----- The data

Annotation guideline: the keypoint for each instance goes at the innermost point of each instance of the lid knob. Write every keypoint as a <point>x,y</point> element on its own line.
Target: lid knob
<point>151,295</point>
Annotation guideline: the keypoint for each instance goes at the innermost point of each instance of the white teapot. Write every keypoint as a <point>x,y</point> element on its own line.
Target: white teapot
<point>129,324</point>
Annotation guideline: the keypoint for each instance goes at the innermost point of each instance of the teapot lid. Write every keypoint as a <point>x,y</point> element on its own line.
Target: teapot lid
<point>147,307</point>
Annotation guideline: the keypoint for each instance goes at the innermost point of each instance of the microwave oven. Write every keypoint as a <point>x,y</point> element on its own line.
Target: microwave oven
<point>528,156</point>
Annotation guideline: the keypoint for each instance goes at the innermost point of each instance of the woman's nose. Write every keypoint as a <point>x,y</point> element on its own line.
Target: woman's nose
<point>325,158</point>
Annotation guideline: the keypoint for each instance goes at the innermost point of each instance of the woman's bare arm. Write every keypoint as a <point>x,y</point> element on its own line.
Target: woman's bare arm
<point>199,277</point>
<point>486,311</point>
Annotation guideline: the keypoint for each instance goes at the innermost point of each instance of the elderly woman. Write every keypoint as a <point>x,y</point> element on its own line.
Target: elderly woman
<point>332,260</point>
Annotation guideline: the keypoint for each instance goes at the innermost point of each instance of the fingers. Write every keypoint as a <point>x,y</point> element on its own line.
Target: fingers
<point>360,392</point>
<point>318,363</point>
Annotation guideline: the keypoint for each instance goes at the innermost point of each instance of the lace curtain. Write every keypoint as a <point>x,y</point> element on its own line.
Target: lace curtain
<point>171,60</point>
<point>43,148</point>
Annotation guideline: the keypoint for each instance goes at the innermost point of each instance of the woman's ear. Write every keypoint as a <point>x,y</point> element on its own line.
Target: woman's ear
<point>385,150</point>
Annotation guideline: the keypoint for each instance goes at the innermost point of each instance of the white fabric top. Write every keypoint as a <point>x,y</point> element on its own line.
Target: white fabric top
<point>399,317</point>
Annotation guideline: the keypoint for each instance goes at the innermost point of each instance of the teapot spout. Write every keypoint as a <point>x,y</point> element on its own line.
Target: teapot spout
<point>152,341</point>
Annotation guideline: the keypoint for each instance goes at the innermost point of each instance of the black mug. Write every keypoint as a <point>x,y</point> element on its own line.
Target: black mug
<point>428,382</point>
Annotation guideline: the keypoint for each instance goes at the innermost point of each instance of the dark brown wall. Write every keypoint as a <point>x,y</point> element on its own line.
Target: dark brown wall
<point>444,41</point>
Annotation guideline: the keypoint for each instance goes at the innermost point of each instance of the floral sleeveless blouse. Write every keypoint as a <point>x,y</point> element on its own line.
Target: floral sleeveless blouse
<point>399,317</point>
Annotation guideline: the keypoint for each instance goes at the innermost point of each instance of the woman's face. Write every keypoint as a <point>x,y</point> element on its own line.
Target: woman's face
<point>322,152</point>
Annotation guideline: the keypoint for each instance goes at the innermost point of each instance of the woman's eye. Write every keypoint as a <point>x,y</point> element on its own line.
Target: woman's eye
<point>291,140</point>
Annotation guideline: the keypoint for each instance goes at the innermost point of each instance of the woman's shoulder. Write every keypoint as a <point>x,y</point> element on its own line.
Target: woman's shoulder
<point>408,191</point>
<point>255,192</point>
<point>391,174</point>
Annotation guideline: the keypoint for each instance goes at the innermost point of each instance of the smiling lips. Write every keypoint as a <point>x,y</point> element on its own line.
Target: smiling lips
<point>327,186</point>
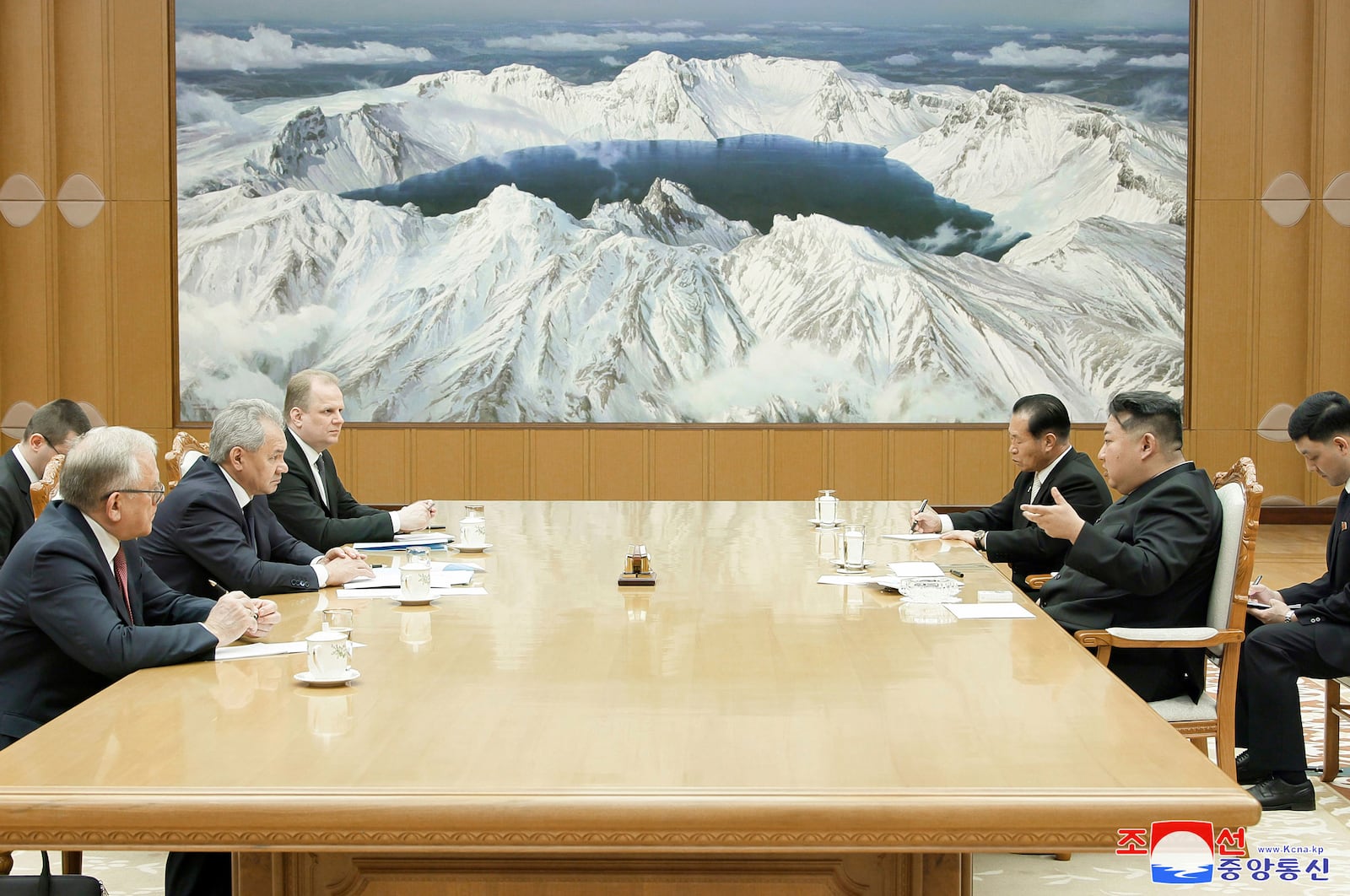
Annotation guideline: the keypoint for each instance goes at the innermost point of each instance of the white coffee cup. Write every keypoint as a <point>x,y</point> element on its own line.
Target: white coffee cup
<point>330,653</point>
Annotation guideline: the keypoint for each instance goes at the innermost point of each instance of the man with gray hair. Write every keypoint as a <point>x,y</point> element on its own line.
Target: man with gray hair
<point>81,609</point>
<point>216,525</point>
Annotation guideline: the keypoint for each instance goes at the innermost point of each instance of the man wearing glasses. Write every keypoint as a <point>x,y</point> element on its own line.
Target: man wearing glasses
<point>51,429</point>
<point>216,525</point>
<point>80,609</point>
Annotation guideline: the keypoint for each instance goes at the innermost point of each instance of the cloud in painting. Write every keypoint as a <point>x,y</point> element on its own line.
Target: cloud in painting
<point>1141,38</point>
<point>1174,61</point>
<point>270,49</point>
<point>1016,56</point>
<point>607,40</point>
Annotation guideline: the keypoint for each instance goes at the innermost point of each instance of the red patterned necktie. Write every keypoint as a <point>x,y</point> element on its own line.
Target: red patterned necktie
<point>119,569</point>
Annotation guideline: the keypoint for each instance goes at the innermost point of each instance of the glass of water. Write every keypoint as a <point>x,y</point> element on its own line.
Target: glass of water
<point>855,535</point>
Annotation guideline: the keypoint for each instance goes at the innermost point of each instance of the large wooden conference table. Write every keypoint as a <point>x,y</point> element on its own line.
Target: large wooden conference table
<point>737,729</point>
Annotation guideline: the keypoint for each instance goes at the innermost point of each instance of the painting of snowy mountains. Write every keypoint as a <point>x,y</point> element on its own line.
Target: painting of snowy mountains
<point>650,222</point>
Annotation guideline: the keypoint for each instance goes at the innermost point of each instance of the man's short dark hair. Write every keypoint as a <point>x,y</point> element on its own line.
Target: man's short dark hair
<point>1044,413</point>
<point>1149,412</point>
<point>1320,418</point>
<point>54,420</point>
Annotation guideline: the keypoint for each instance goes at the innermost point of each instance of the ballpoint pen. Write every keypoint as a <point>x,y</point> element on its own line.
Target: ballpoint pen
<point>915,524</point>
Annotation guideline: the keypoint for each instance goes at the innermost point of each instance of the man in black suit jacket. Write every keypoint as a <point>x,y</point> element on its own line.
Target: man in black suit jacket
<point>310,499</point>
<point>1304,630</point>
<point>51,431</point>
<point>1039,443</point>
<point>80,609</point>
<point>1149,559</point>
<point>216,526</point>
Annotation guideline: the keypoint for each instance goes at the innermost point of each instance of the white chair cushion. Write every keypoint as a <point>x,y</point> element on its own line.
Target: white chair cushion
<point>1194,633</point>
<point>1180,709</point>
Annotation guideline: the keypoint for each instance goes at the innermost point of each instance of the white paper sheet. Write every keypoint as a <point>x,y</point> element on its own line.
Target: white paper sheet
<point>990,612</point>
<point>917,569</point>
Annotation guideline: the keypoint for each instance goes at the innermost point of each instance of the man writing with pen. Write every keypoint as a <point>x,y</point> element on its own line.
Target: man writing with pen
<point>1039,445</point>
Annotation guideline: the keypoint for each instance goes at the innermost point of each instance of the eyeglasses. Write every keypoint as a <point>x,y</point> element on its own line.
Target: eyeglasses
<point>155,494</point>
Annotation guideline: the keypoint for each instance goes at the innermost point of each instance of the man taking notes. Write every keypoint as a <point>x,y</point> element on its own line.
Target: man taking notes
<point>1039,443</point>
<point>51,429</point>
<point>310,499</point>
<point>81,609</point>
<point>216,526</point>
<point>1306,630</point>
<point>1148,562</point>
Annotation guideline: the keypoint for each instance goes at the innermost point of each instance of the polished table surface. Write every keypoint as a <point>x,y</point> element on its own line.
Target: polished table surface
<point>735,706</point>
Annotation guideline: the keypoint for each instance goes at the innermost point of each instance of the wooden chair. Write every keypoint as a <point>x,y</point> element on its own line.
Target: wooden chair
<point>1336,710</point>
<point>1239,494</point>
<point>42,490</point>
<point>184,452</point>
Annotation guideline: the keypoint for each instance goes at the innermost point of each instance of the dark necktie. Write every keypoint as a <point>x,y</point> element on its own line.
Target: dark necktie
<point>119,571</point>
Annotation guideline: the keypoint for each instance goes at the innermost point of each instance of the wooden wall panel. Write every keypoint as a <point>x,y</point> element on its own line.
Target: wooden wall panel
<point>81,88</point>
<point>83,319</point>
<point>679,463</point>
<point>1333,45</point>
<point>499,464</point>
<point>1331,306</point>
<point>24,92</point>
<point>26,369</point>
<point>141,285</point>
<point>618,464</point>
<point>859,464</point>
<point>139,105</point>
<point>1215,450</point>
<point>918,463</point>
<point>440,464</point>
<point>980,466</point>
<point>1225,123</point>
<point>559,464</point>
<point>1287,87</point>
<point>1282,471</point>
<point>798,472</point>
<point>1221,313</point>
<point>380,463</point>
<point>1282,313</point>
<point>739,464</point>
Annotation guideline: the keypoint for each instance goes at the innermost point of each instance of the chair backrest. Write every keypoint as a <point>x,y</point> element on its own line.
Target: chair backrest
<point>42,490</point>
<point>1239,495</point>
<point>186,450</point>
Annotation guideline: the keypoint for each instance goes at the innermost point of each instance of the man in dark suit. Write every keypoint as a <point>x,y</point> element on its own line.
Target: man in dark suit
<point>80,609</point>
<point>51,431</point>
<point>216,526</point>
<point>1303,630</point>
<point>1039,443</point>
<point>1149,560</point>
<point>310,499</point>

----------

Beginning with the line that contains "the man with" and continuing through the line that contains "<point>855,535</point>", write out only those lines again with "necktie" replaced by "tie" and everything else unchanged.

Annotation guideline: the keypoint for each instance goes at the innermost point of each instance of the man with gray hair. Write every keypoint as a <point>x,y</point> element on its own line.
Target: man with gray hair
<point>81,609</point>
<point>216,525</point>
Annotation guideline: the keypoint for each instance goes at the innermost point of each instance of the man wearing glasses. Write every keypoint as a <point>x,y</point> element on its own line.
Target: man wearing glasses
<point>51,429</point>
<point>216,525</point>
<point>80,609</point>
Annotation guideline: the keypoint for each instance goes at the innermost point of each instance of the cloud in painting. Write every keypoint as a <point>x,y</point> element on its own line.
Target: cloud in painting
<point>1141,38</point>
<point>1174,61</point>
<point>270,49</point>
<point>1016,56</point>
<point>607,40</point>
Annotation guideline: the keypoint for each instance goes at the innermost point of each instance of the red patterned tie. Write every keypoint as a <point>x,y</point> element on its own line.
Target: red patterned tie
<point>119,569</point>
Annotation guideline: the keypoint for each instance goes at the innermost point of each instance of the glass of water. Write every keypoint as a <point>x,y</point> element on its own line.
Target: glass of water
<point>855,535</point>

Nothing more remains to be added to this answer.